Task item A
Copy the passage on Strauss and Schmitt word for word, between "Schmitt, however, appealed" and "i.e., toward Nietzsche.", inclusive.
Task item B
In the passage on Strauss and Schmitt, whom does Strauss call the true founder of liberalism?

Document passage

####

Near the end of 1932, Strauss published his “Notes on Carl Schmitt, The Concept of the Political,” in the Archiv für Sozialwissenschaft und Sozialpolitik.[19] In this review, Strauss affirms the substance of Schmitt’s concept of the political and critique of liberalism, but he disagrees with their foundations. Although Strauss does not make this explicit, Schmitt’s views can be rather straightforwardly deduced from Nietzsche’s idea that the moral life depends upon the existence of a plurality of closed cultural horizons and his pagan-aristocratic critique of Biblical and bourgeois slave morality.

Schmitt, however, appealed to Hobbes as a foil for liberal democracy. Thus, Strauss argued, Schmitt’s critique of liberal democracy was insufficiently radical, for Hobbes is actually the true founder of liberalism. Although the Leviathan seems anything but liberal, the premises from which Hobbes seeks to deduce it are the basic principles of liberalism.

Thus, to mount a truly radical critique of liberal democracy, we have to think our way beyond Hobbes and the whole modern philosophical context. And Strauss gives no indication that this means moving back toward the Ancient pagans. Instead, if anything, it means moving in a “pagan-fascist” direction, i.e., toward Nietzsche.

####

The data
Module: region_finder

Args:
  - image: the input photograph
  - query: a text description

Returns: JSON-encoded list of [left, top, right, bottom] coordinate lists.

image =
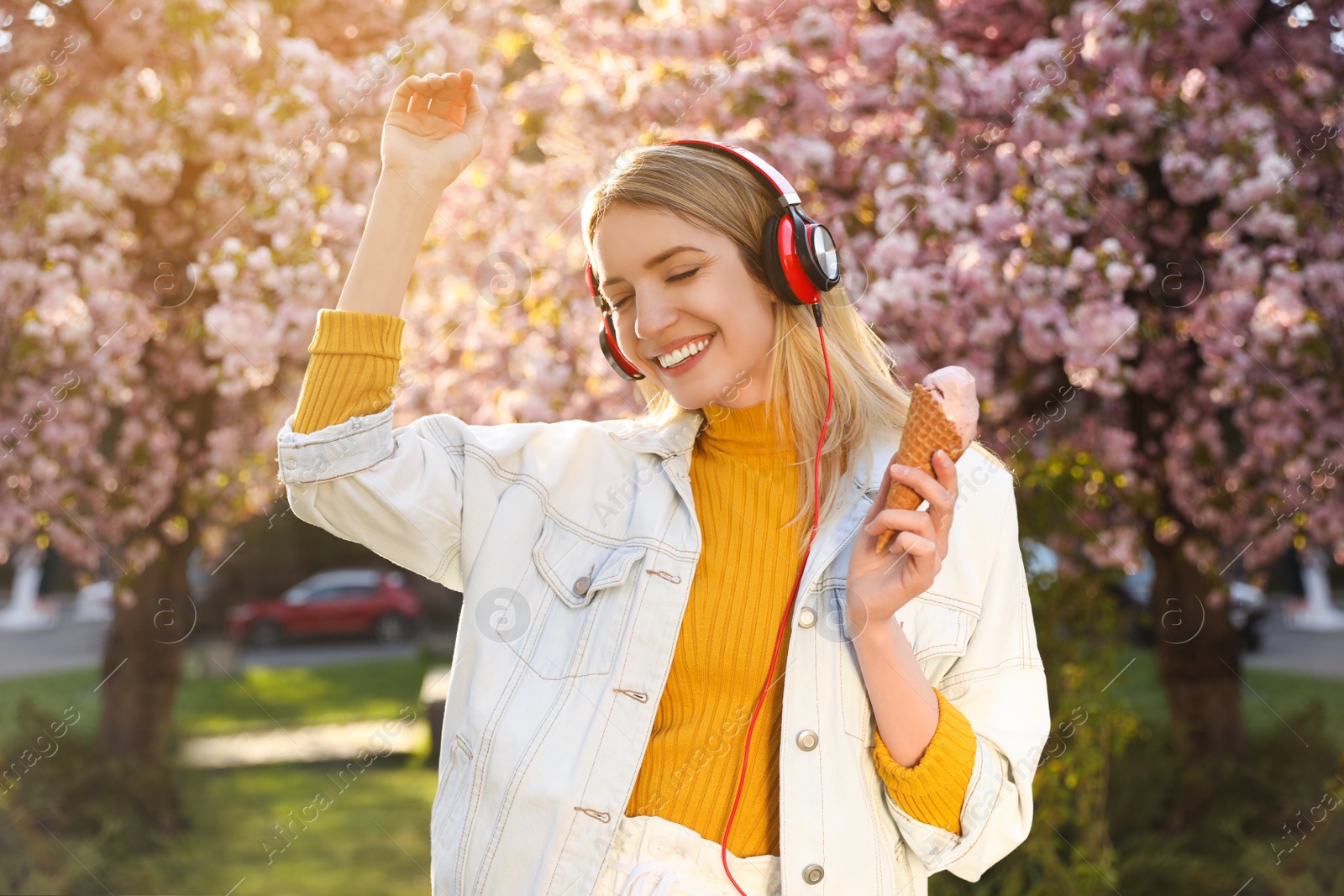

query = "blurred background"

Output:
[[0, 0, 1344, 896]]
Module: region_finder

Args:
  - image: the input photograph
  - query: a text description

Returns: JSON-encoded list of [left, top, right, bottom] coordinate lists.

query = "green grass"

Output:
[[0, 658, 434, 737], [1102, 647, 1344, 744], [97, 757, 438, 896]]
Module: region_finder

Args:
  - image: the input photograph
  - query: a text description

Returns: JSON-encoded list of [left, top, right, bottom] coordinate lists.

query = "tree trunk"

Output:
[[1147, 529, 1242, 762], [98, 531, 197, 833]]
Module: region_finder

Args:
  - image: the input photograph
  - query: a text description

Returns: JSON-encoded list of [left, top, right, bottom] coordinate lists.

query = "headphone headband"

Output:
[[583, 139, 840, 380], [668, 139, 802, 208]]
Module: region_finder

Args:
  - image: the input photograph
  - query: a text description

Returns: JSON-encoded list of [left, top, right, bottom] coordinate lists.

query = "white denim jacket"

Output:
[[278, 407, 1051, 896]]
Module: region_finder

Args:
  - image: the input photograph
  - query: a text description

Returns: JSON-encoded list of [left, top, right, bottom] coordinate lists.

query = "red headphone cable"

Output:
[[719, 305, 835, 896]]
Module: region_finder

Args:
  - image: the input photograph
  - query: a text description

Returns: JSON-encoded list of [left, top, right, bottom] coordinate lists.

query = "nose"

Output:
[[632, 298, 677, 348]]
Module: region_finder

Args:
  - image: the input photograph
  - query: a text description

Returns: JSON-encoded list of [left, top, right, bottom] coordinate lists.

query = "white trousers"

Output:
[[593, 815, 780, 896]]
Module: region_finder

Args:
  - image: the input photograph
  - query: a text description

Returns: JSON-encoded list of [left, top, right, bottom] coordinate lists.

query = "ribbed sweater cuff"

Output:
[[294, 307, 406, 432], [872, 688, 976, 837]]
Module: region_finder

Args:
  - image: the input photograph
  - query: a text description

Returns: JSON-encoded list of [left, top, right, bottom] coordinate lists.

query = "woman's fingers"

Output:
[[864, 509, 936, 538], [892, 451, 957, 513], [392, 69, 473, 118]]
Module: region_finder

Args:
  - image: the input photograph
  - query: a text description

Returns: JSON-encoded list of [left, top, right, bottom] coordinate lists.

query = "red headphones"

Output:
[[583, 139, 840, 380], [583, 139, 840, 896]]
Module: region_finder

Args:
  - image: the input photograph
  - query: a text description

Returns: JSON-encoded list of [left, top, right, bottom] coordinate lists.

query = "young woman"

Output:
[[278, 70, 1050, 896]]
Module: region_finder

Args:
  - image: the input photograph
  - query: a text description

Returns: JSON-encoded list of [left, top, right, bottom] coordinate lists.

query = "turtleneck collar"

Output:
[[697, 394, 795, 457]]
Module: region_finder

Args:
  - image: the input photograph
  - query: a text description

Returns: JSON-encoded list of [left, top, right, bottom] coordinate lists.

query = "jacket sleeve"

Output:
[[872, 688, 976, 834], [277, 309, 469, 591], [883, 471, 1051, 881]]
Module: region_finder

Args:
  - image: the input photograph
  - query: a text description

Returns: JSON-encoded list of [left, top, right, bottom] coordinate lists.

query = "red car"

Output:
[[228, 569, 421, 646]]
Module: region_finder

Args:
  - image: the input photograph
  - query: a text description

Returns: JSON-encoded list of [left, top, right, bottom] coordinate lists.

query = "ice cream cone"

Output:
[[878, 383, 965, 553]]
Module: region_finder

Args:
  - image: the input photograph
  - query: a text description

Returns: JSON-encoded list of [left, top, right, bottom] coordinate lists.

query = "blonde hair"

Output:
[[582, 144, 1006, 558]]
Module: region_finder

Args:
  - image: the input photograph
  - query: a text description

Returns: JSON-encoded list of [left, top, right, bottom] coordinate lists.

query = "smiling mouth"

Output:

####

Response A
Schmitt, however, appealed to Hobbes as a foil for liberal democracy. Thus, Strauss argued, Schmitt’s critique of liberal democracy was insufficiently radical, for Hobbes is actually the true founder of liberalism. Although the Leviathan seems anything but liberal, the premises from which Hobbes seeks to deduce it are the basic principles of liberalism.

Thus, to mount a truly radical critique of liberal democracy, we have to think our way beyond Hobbes and the whole modern philosophical context. And Strauss gives no indication that this means moving back toward the Ancient pagans. Instead, if anything, it means moving in a “pagan-fascist” direction, i.e., toward Nietzsche.

Response B
Hobbes.